*Exercise 1*
Decide whether each statement below agrees with the passage on technology and the mortgage market: (a) the roundtable was hosted by MRM; (b) the writer sees the real change as technology making getting a mortgage quicker and easier; (c) the passage calls it impossible to imagine how technology will change the mortgage market. Answer yes or no for each, quoting the deciding words.
*Exercise 2*
Carry on the passage on technology and the mortgage market below, starting right after its last sentence.

*Page text*
= = = =
That’s a difficult question to answer but one that we grappled with at a recent roundtable hosted by financial communications consultancy MRM.

Despite difficulty in predictions, it is not impossible to imagine how technology will change the mortgage market in the coming decade.

You just need to look at the way the world has been reshaped around us by the likes of Google, Amazon, ApplePay, Uber, Airbnb, Revolut – the bar has been well and truly raised when it comes to customer expectations.

But for me, the real change to come is not using technology to make getting a mortgage quicker and easier.


The power of data and analytics

The revolutionary change will come from harnessing the power of data and analytics. By looking at patterns to make predictions.

There is data recorded on almost every action we take every day. It is a rich data trail that can be harvested and used to build a granular profile of a customer.
= = = =
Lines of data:
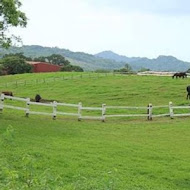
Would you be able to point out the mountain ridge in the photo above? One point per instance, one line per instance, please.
(106, 60)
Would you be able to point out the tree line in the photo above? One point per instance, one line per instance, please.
(18, 63)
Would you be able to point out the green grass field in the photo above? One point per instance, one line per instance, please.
(123, 153)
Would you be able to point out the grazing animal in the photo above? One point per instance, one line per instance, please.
(37, 98)
(188, 92)
(7, 93)
(180, 75)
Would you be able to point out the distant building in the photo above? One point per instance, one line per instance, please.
(41, 67)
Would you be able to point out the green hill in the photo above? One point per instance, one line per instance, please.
(86, 61)
(122, 153)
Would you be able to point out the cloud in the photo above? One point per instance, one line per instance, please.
(163, 7)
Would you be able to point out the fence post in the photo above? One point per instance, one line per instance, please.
(80, 111)
(27, 107)
(103, 112)
(2, 102)
(149, 111)
(54, 110)
(171, 110)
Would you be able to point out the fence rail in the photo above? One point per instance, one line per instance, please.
(149, 114)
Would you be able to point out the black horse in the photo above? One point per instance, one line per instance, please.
(180, 75)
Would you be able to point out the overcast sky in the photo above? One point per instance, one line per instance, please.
(146, 28)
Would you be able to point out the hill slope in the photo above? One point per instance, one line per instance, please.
= = = =
*Written answer 1*
(a) Yes: "a recent roundtable hosted by financial communications consultancy MRM"
(b) No: "the real change to come is not using technology to make getting a mortgage quicker and easier"
(c) No: "it is not impossible to imagine how technology will change the mortgage market in the coming decade"

*Written answer 2*
That, when combined with that customer’s financial transactions data, can provide valuable insight into that customer’s needs and circumstances, as well as vastly improved decision-making around the products that will meet those needs.


Made-to-measure mortgages

In today’s mortgage market, customers are matched to a product – or not at all if they fail the credit score. But that’s set to change.

Within a decade, I expect lenders with deep data sets will be offering bespoke loans to their customers based on that customer’s specific needs and circumstances.

The rate, the fee, the product features – everything will be unique to that borrower, which is a far cry from where we are today.

The increasing use of data is going to help those customers who might otherwise struggle to access mortgage finance.

In particular, those who today are considered too risky following a lender’s fairly blunt approach to assessing their credit worthiness.


De-risking higher risk loans

Since the 2008 financial crisis, loans to borrowers with an impaired credit history have all but disappeared.

In 2007, credit-impaired loans made up around four per cent of all regulated advances, according to data from the Financial Conduct Authority. That figure stands at just 0.63 per cent today.

I have no doubt that predictive analytics will lead to increased appetite among lenders for this type of business. They will have a proper, informed understanding of the risk that the customer poses.

The same will apply to others struggling to get a mortgage, such as young, first-time buyers in the gig economy who today would be considered to have a thin credit file.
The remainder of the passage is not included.